++++ DATA FOR THE TASK ++++

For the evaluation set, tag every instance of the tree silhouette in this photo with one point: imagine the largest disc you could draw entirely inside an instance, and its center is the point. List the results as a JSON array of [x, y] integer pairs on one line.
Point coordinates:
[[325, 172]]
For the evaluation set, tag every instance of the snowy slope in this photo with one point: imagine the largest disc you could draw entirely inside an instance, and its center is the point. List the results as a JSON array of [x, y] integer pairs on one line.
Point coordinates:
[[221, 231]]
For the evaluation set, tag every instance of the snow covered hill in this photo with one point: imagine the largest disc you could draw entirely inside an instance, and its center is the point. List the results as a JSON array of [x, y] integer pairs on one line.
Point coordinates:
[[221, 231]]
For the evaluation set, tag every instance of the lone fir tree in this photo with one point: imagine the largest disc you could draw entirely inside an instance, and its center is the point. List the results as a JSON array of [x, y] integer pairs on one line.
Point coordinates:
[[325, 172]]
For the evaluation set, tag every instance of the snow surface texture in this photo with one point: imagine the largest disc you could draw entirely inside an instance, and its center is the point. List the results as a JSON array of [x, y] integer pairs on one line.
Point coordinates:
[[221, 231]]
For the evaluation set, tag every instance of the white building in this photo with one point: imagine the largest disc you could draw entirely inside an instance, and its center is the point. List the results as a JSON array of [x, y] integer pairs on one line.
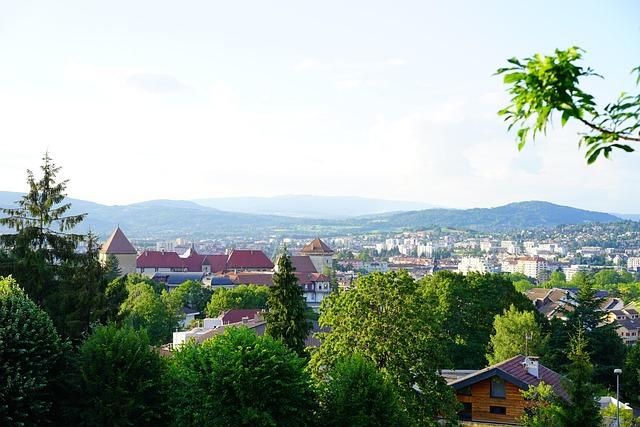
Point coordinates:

++++

## WHAT THE EXERCISE ASKS
Please retype all of the lines above word for word, leaving out the picture.

## RESPONSE TO THE TASK
For the evaluation set, tag every instance of the tree silhouette in this photo with one point: imagine the largest disc you could draw entirely inside an instance, and its center is the point. List the results as a JSON array of [x, y] integer pairs on one line.
Point coordinates:
[[325, 172]]
For the evaluation set, tag every instance of the snowy slope in this photo with one point: imagine the largest disc you could draw entirely inside an instance, and its center is the point. List the results as a JSON array of [x, y] integer pairs on one line.
Point coordinates:
[[221, 231]]
For the evaluation set, tag every instance of the snow covered hill in this photo with one point: imagine the largest disc you could draw entirely inside an instance, and its center is the point. List the results as a JSON array of [x, y] integer pairs on one line.
Point coordinates:
[[221, 231]]
For the evaluation set, tag every instance of the lone fir tree in this photo with one point: imagine the largest disc you could draw entirely inside an instance, and its center is the point. List the results as a JSON array of [x, y] integer pairs on one line.
Point coordinates:
[[325, 172]]
For the evaluation set, tag every instance of the snow surface texture in this photo with one point: imagine the largest disc you could draw entirely inside an instance, and its center is the point. List the results as a JSON array of [x, y] integer pairs on one line.
Point coordinates:
[[221, 231]]
For the evaluation set, tag every instance of the white building in this photo with one point: imagine the largest disc you could draw entirely inside an instance, and its center is the point. List the results as a JSON array of [x, y] integer pairs on one line.
Point coordinates:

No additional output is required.